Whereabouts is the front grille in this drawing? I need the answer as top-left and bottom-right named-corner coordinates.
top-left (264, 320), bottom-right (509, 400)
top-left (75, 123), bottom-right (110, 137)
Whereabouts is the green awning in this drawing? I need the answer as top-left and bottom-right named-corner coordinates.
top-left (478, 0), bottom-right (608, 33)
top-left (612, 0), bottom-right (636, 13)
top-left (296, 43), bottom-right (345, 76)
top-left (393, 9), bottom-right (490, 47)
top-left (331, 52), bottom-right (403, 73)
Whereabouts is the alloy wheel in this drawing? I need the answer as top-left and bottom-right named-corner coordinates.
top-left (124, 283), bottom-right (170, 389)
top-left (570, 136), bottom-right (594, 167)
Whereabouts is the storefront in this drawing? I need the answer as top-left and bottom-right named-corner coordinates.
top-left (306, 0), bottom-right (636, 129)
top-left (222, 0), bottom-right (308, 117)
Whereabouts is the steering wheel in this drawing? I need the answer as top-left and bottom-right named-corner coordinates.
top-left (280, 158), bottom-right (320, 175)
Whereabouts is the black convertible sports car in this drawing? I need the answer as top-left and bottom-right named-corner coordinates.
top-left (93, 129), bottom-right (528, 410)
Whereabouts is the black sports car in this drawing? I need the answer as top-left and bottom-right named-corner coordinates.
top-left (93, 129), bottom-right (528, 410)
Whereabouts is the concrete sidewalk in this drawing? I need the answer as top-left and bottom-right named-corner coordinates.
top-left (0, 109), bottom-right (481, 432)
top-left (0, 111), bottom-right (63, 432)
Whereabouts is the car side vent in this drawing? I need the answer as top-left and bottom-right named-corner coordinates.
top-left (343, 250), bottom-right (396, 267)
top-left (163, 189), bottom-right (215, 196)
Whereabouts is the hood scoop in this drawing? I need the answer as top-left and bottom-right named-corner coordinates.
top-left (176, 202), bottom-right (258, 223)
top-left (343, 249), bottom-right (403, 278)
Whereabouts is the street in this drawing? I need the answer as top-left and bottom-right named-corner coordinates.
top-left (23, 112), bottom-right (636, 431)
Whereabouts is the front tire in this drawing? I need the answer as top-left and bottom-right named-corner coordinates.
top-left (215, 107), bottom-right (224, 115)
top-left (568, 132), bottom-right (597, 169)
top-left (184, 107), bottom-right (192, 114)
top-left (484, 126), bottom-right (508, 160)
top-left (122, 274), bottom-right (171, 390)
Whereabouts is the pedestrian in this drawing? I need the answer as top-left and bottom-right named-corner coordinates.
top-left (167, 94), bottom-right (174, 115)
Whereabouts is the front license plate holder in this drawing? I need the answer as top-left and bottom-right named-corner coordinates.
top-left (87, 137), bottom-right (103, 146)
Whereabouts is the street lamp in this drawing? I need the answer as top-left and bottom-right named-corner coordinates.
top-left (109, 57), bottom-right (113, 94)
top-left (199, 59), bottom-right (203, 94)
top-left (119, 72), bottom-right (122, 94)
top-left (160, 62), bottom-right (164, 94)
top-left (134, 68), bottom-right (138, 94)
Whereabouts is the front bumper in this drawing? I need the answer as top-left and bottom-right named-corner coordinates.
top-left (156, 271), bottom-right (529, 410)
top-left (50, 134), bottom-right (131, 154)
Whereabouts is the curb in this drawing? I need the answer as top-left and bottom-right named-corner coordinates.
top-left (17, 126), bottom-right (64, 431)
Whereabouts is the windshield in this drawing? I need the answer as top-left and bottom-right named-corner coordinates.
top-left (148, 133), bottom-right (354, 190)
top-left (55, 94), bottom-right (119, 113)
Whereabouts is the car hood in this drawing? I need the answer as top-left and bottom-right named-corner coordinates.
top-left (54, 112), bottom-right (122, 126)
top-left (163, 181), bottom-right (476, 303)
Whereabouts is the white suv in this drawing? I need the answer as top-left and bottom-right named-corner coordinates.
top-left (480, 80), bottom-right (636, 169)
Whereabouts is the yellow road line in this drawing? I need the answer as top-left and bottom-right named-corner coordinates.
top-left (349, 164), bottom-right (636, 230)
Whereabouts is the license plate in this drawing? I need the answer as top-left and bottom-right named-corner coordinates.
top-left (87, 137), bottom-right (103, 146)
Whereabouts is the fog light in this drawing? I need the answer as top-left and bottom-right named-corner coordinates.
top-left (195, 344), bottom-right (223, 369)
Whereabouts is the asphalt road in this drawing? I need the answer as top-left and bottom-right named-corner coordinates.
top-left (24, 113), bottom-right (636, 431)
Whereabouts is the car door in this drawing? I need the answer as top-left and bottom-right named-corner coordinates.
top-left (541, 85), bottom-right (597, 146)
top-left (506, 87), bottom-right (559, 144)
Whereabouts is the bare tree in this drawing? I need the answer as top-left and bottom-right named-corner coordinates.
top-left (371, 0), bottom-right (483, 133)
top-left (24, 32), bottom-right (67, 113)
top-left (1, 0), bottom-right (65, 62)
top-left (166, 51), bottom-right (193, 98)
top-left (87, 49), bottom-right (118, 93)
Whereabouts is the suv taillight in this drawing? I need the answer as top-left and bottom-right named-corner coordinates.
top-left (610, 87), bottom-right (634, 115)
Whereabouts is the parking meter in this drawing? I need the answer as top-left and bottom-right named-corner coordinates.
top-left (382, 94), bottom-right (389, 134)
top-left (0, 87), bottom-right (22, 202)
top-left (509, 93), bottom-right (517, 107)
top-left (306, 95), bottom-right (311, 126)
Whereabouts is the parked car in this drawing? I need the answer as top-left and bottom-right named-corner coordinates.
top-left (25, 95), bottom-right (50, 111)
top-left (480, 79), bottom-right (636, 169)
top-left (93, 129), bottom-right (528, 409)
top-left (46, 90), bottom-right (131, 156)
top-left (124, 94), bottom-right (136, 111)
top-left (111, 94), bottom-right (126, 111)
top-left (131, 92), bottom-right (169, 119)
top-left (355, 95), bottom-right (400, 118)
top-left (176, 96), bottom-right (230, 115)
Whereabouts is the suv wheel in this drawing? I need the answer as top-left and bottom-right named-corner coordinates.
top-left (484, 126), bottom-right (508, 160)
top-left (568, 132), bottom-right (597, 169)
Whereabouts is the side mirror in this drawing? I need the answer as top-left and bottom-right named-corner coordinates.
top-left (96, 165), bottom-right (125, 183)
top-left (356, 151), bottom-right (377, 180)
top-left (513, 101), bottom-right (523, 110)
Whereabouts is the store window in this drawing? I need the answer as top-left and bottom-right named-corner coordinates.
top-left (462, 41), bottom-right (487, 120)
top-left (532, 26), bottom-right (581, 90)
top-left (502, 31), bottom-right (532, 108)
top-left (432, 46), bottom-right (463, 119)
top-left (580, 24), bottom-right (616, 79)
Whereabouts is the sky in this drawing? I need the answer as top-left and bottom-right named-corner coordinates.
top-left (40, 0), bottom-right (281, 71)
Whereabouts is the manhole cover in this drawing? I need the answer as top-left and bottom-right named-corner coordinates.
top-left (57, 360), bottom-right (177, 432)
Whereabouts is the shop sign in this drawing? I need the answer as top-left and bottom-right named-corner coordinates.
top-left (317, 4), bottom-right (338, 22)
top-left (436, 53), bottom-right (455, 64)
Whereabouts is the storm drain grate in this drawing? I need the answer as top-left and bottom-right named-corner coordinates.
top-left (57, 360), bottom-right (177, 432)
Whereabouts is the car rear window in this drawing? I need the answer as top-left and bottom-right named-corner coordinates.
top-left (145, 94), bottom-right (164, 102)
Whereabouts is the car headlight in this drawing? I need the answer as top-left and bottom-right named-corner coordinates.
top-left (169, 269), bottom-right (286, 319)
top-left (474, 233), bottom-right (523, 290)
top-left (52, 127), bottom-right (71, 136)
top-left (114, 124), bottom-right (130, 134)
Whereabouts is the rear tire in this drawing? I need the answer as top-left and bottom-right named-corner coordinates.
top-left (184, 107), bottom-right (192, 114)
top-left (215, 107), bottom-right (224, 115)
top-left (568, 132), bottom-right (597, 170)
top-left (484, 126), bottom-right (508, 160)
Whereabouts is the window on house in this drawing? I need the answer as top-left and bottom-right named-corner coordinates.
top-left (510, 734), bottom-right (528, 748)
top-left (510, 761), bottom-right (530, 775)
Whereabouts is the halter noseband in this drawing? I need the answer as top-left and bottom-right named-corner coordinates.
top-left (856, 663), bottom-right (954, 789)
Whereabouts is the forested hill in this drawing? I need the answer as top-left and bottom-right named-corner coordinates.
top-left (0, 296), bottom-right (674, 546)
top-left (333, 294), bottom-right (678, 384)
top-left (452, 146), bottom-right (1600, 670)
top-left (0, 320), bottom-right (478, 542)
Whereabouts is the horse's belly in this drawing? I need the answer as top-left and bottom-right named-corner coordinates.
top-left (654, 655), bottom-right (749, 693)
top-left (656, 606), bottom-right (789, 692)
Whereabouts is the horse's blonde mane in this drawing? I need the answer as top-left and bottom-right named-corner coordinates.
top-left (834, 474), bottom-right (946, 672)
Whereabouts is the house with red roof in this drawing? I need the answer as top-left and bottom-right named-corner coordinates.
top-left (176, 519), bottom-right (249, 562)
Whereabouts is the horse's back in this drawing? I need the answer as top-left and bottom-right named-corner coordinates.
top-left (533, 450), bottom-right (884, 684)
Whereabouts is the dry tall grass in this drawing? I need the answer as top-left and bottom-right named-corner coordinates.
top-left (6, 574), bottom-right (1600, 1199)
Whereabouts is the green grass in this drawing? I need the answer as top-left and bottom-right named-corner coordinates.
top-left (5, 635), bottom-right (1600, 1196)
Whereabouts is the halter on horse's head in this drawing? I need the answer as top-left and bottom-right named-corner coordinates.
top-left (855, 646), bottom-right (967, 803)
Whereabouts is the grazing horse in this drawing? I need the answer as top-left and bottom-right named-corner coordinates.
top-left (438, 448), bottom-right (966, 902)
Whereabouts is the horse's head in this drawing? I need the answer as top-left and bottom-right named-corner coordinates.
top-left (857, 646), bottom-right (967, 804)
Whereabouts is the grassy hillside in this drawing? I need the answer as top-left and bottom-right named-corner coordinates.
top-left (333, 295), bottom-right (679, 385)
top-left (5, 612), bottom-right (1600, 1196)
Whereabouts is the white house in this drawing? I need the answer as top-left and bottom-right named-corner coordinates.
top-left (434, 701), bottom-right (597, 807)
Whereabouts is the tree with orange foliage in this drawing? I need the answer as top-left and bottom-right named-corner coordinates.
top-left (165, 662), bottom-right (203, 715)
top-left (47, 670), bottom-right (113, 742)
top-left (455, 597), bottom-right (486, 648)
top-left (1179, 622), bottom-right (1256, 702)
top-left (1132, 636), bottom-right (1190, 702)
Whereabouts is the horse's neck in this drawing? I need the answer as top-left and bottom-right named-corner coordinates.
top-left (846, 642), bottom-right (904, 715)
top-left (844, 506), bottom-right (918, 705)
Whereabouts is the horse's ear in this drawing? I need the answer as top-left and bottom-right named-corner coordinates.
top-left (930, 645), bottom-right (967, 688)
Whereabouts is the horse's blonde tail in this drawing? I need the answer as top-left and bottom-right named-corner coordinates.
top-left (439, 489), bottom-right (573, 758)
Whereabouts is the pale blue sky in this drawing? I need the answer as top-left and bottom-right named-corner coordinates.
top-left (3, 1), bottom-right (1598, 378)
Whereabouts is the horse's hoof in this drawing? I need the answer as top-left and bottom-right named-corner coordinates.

# # # #

[Assignment] Take the line containing "Whereabouts is the horse's blonde tail" as the first line and the last line of the data above as the final one. Write out these lines and all between them exactly.

[Answer to this exercise]
Whereabouts is the horse's blonde tail in this drawing? I need the answer as top-left and bottom-right named-corner coordinates.
top-left (439, 489), bottom-right (573, 758)
Whereabouts is the pale blue sky in this drawing? I need the answer as top-left and bottom-right named-corner coordinates.
top-left (3, 1), bottom-right (1598, 378)
Whereabouts is the horse's hoof in this drawing? I need the answer as top-left and bottom-right named-corner coordinates.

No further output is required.